__DATA SHOWN__.
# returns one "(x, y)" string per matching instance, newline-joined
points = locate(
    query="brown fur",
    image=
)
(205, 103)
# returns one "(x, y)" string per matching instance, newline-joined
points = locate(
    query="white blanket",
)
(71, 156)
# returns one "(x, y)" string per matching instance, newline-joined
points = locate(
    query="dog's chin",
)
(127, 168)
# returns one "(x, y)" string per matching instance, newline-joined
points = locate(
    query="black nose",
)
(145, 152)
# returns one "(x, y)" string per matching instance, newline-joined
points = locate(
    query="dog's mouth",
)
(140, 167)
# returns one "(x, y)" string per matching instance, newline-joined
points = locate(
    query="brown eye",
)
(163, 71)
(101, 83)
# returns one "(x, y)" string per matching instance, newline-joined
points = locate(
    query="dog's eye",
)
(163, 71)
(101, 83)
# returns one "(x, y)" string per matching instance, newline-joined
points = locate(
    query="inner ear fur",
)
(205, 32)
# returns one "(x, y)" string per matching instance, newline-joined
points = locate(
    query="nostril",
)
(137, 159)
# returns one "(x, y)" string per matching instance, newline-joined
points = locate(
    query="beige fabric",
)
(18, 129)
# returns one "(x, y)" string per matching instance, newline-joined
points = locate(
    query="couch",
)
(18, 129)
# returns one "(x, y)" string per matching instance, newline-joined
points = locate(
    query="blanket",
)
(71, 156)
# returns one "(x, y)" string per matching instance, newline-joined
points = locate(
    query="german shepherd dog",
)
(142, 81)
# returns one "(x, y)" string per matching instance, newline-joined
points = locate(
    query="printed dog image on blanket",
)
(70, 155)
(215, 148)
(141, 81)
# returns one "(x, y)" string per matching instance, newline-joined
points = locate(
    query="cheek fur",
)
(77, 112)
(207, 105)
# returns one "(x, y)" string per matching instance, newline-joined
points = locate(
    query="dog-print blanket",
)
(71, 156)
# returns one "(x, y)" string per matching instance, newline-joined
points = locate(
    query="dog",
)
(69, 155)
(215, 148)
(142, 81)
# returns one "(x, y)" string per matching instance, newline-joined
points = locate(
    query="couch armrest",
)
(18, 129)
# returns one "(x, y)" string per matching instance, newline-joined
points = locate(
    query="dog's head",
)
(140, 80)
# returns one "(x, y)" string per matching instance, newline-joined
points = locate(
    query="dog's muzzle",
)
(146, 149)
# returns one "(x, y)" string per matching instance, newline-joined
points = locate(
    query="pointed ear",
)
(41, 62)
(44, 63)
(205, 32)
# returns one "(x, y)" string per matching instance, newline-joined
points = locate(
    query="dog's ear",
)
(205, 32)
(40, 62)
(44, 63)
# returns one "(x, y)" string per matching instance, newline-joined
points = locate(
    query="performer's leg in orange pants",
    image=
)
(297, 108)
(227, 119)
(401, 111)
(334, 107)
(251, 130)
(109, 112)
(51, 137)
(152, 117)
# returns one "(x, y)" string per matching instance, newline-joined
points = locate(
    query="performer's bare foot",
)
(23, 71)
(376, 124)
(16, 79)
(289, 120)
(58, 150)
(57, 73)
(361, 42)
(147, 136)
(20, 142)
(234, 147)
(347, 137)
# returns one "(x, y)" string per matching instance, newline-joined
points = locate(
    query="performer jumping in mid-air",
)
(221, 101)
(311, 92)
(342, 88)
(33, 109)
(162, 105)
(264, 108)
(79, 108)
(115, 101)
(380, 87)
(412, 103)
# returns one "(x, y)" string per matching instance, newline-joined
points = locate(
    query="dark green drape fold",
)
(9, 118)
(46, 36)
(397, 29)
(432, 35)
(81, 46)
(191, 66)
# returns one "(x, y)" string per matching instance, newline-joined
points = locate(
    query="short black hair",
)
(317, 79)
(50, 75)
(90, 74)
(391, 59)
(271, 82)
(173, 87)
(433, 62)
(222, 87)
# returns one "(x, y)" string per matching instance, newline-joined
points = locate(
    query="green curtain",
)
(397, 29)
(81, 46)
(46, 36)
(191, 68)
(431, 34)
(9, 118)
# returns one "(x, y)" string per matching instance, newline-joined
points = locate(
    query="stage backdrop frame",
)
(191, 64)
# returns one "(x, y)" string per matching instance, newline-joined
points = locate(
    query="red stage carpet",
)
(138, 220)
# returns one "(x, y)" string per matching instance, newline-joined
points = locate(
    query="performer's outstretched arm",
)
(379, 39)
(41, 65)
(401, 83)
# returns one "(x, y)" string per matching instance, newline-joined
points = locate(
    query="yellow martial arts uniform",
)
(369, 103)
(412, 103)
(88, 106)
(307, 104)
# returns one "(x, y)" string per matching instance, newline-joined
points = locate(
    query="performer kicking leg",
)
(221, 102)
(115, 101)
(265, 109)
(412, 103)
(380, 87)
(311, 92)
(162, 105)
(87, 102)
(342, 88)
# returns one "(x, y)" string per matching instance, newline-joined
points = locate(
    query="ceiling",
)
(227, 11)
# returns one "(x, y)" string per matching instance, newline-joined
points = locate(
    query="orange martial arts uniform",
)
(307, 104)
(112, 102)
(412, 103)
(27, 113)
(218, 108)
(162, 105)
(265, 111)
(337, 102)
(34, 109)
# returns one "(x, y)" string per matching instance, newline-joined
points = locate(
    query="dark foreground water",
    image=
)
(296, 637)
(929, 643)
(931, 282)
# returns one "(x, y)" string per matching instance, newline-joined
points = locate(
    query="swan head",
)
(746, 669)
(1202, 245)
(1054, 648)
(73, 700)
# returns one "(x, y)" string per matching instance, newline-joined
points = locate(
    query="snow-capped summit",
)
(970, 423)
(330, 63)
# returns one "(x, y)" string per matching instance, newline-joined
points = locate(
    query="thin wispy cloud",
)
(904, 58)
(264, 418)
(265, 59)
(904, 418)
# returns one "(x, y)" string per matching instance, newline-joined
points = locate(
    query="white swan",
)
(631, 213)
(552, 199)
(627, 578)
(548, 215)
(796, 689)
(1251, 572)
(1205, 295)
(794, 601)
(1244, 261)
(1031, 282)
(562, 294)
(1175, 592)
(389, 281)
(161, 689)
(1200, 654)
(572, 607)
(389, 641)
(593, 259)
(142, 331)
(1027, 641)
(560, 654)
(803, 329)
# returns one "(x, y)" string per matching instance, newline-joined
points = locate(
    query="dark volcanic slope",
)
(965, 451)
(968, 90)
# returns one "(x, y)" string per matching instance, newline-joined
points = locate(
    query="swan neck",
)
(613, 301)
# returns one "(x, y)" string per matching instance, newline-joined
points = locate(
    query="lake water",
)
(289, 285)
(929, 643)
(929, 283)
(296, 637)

__EXERCISE BRIEF__. Pull out every line in the listing above that contains the string "stage".

__EXERCISE RESULT__.
    query="stage backdrop frame",
    query="red stage carpet",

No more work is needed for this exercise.